SET EXERCISE - Count the lines below that contain the string "countertop" and give only that number.

GIVEN INFORMATION -

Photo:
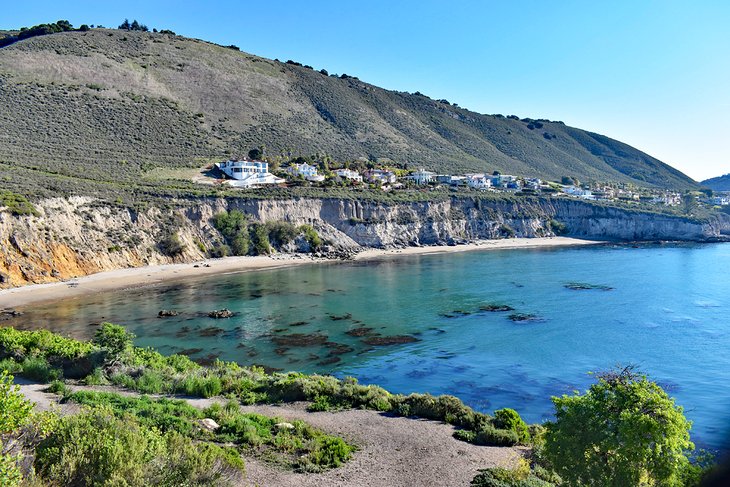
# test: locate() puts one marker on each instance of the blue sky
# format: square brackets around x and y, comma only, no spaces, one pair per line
[651,73]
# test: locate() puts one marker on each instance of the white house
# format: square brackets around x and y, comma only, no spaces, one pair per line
[305,170]
[450,180]
[248,173]
[380,176]
[349,174]
[579,193]
[505,181]
[478,181]
[421,176]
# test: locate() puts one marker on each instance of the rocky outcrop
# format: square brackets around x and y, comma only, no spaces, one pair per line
[78,236]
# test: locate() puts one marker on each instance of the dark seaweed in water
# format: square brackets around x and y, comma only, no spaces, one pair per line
[360,332]
[457,313]
[210,332]
[190,351]
[389,340]
[346,316]
[582,286]
[300,340]
[207,360]
[330,360]
[522,317]
[182,332]
[495,307]
[338,348]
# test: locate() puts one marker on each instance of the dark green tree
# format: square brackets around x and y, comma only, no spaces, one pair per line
[625,430]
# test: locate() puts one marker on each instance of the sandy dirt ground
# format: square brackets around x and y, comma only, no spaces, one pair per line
[392,451]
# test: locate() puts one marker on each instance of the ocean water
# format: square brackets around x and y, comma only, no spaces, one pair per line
[667,311]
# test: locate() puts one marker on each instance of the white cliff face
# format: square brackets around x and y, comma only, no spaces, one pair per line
[78,236]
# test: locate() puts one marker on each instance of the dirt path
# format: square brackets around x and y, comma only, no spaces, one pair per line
[392,451]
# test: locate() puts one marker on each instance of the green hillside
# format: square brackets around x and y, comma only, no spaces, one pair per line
[720,183]
[111,106]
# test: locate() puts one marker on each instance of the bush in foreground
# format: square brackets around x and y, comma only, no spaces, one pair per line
[625,430]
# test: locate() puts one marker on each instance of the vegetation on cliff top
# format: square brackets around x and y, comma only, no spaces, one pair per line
[624,430]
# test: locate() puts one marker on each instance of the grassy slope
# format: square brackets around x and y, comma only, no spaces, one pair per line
[720,183]
[109,105]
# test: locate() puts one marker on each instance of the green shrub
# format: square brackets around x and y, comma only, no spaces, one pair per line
[96,448]
[260,239]
[114,339]
[233,226]
[38,368]
[465,435]
[509,419]
[281,233]
[15,409]
[311,236]
[201,386]
[17,204]
[171,245]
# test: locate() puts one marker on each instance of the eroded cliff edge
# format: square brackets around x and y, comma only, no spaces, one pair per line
[78,236]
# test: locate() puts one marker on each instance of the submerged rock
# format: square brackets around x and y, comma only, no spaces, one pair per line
[389,340]
[522,317]
[210,332]
[496,307]
[300,340]
[582,286]
[360,331]
[221,313]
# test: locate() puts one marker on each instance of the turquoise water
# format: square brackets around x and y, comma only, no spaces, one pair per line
[667,312]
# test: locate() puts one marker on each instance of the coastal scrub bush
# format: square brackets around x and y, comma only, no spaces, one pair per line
[625,430]
[16,204]
[15,409]
[509,419]
[114,339]
[38,368]
[260,239]
[281,233]
[96,448]
[311,236]
[171,245]
[233,226]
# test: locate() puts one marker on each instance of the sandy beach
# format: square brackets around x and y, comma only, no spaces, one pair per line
[150,275]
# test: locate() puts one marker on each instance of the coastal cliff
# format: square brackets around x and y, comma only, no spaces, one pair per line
[79,236]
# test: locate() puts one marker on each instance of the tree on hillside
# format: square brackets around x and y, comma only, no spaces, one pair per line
[625,430]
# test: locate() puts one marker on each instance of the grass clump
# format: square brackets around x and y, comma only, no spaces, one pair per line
[16,204]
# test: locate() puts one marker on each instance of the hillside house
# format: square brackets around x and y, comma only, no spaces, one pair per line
[421,176]
[245,174]
[379,176]
[306,171]
[478,181]
[450,180]
[349,174]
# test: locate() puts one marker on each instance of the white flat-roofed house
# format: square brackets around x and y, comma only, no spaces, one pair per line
[478,181]
[450,180]
[421,176]
[579,192]
[505,181]
[248,173]
[349,174]
[380,176]
[306,171]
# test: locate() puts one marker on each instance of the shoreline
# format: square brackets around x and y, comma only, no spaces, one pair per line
[139,277]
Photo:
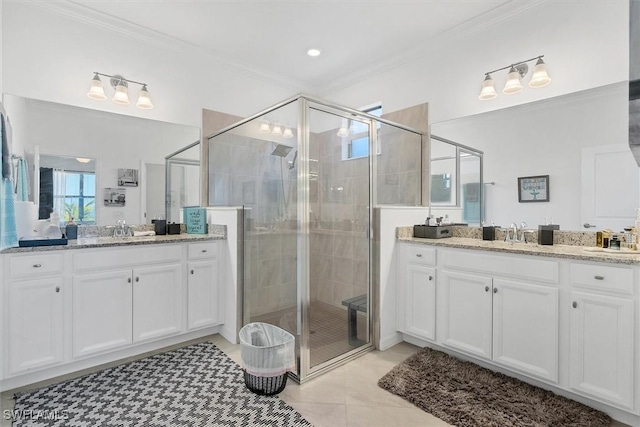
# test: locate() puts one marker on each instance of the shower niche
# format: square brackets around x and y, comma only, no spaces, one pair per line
[307,174]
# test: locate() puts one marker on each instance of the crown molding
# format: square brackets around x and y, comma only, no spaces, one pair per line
[86,15]
[459,32]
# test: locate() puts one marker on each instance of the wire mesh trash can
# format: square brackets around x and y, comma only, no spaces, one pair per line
[267,354]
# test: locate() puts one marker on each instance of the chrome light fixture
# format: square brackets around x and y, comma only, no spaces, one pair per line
[121,95]
[540,78]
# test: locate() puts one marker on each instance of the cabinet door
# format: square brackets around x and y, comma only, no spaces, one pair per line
[157,301]
[419,301]
[601,347]
[525,328]
[101,311]
[202,294]
[35,324]
[466,314]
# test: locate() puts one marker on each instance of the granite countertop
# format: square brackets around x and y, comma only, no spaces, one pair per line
[582,253]
[105,242]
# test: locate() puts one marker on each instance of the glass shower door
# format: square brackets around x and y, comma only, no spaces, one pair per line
[339,227]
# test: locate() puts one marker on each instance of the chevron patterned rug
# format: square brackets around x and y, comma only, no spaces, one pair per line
[192,386]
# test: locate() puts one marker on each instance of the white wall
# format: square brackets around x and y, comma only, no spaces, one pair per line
[115,141]
[50,56]
[586,45]
[543,138]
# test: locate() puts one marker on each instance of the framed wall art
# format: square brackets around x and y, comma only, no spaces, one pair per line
[533,189]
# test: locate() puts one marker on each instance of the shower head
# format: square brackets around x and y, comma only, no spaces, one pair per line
[281,150]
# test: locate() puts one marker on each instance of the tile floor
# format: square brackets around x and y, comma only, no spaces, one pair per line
[347,396]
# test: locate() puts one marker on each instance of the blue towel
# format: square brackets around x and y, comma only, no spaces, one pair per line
[6,155]
[8,232]
[22,185]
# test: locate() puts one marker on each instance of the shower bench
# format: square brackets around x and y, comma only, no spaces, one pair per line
[355,304]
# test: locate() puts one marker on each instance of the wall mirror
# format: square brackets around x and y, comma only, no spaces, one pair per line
[182,181]
[580,140]
[44,131]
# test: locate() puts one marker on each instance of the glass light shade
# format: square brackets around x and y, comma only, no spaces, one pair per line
[540,76]
[488,89]
[96,91]
[513,84]
[144,100]
[264,128]
[121,96]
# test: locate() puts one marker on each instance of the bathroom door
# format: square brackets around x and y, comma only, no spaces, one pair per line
[339,228]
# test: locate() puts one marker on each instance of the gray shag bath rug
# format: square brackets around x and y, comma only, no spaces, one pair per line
[467,395]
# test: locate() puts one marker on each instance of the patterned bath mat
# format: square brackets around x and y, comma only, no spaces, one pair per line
[467,395]
[192,386]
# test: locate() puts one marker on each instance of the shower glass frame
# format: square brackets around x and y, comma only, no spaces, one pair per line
[303,286]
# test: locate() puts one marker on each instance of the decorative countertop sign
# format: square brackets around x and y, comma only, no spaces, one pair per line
[195,219]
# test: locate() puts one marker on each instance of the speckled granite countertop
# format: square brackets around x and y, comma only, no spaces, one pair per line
[105,242]
[582,253]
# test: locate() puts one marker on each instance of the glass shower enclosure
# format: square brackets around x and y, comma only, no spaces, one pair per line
[307,174]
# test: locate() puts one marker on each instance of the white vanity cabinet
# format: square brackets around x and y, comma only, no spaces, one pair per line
[498,308]
[101,311]
[602,333]
[125,301]
[34,295]
[203,300]
[466,312]
[417,291]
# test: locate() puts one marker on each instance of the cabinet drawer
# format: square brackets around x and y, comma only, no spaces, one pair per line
[203,250]
[602,277]
[90,260]
[420,254]
[35,265]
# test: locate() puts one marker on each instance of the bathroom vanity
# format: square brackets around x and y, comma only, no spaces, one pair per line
[101,299]
[559,317]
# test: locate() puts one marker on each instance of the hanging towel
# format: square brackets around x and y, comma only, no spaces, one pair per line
[8,232]
[22,185]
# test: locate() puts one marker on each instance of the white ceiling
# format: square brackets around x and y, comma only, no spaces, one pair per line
[358,38]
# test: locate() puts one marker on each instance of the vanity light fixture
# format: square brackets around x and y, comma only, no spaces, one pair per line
[121,95]
[540,78]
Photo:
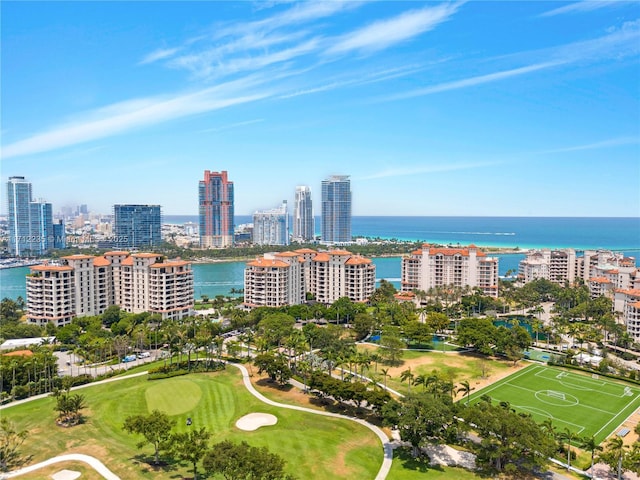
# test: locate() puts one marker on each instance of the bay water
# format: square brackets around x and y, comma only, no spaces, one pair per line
[618,234]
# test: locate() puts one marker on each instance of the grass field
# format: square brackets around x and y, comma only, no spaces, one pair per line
[586,405]
[314,446]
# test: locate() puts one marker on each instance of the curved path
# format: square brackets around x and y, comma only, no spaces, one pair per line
[388,449]
[109,475]
[96,464]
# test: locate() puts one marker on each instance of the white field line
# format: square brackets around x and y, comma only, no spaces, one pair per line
[506,382]
[616,416]
[574,405]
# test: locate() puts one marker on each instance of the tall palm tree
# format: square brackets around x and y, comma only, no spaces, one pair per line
[568,435]
[385,373]
[465,389]
[408,376]
[616,448]
[590,444]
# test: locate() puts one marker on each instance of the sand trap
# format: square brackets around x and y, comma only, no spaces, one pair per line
[254,421]
[66,475]
[448,456]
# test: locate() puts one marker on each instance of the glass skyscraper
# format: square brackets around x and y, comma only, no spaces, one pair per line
[303,221]
[137,226]
[215,198]
[271,227]
[336,209]
[30,222]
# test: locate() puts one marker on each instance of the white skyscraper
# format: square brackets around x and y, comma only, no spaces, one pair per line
[303,221]
[271,227]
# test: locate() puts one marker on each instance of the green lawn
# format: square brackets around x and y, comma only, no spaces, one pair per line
[314,446]
[586,405]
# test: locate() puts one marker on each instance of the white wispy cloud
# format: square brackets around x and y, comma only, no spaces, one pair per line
[409,171]
[473,81]
[583,6]
[385,33]
[125,116]
[362,79]
[621,43]
[160,54]
[611,143]
[232,125]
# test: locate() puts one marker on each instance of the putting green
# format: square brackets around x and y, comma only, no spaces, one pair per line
[175,397]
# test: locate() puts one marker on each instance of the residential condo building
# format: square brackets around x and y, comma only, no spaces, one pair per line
[86,285]
[30,221]
[279,279]
[137,226]
[215,194]
[432,267]
[271,227]
[336,210]
[303,221]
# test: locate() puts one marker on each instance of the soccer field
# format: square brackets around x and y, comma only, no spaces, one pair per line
[589,405]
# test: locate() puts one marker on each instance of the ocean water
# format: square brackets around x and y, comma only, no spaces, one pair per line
[619,234]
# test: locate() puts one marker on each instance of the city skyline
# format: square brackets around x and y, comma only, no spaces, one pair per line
[452,108]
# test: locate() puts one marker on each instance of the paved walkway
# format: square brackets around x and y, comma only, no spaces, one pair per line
[96,464]
[386,444]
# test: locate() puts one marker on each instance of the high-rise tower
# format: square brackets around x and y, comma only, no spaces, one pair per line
[137,226]
[303,222]
[215,195]
[30,222]
[271,227]
[336,209]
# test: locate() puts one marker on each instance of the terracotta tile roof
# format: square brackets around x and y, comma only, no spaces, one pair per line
[101,262]
[175,263]
[264,262]
[78,256]
[51,268]
[632,292]
[600,280]
[357,260]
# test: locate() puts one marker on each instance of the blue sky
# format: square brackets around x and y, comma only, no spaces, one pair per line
[453,108]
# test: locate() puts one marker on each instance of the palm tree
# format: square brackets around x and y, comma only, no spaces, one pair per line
[568,435]
[465,389]
[590,444]
[616,450]
[407,375]
[385,374]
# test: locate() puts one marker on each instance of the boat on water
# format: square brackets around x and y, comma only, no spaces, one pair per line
[17,262]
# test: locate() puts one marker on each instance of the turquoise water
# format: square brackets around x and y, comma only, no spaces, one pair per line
[620,234]
[524,232]
[213,279]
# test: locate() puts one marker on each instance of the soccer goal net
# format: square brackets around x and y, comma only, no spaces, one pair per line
[554,394]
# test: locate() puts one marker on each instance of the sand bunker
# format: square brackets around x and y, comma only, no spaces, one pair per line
[66,475]
[254,421]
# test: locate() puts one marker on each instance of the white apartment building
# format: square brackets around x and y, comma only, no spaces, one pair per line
[557,266]
[431,267]
[284,278]
[84,285]
[602,269]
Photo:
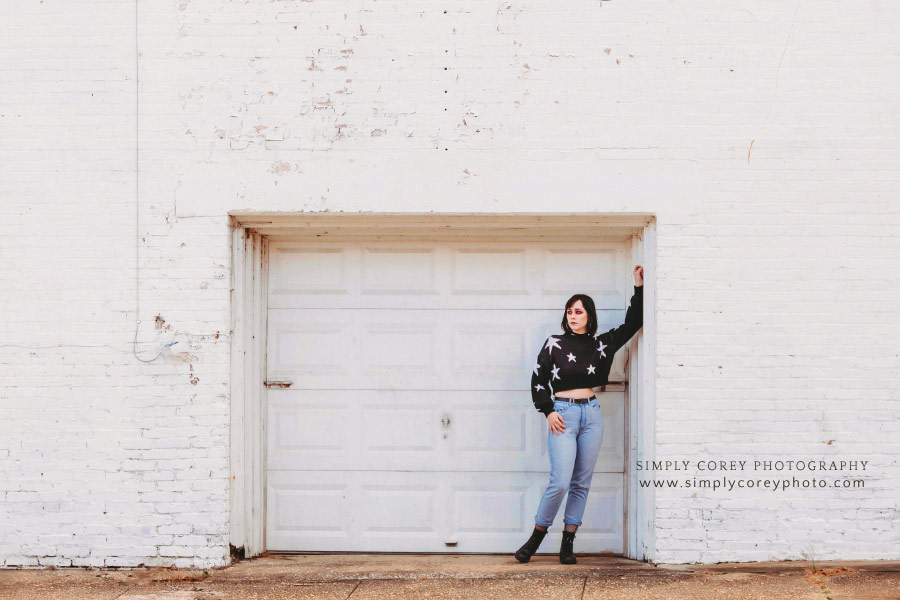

TASK SOLUTION - 3